Record excerpts –

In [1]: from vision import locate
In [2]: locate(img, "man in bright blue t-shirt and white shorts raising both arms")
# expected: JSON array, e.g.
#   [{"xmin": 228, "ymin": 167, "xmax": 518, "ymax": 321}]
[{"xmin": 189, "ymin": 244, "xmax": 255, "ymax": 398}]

What the exercise asks – Copy out every record exactly.

Problem solution –
In [1]: from vision import locate
In [2]: locate(img, "man in bright blue t-shirt and white shorts raising both arms")
# expected: JSON array, e.g.
#   [{"xmin": 228, "ymin": 167, "xmax": 518, "ymax": 321}]
[{"xmin": 189, "ymin": 244, "xmax": 255, "ymax": 398}]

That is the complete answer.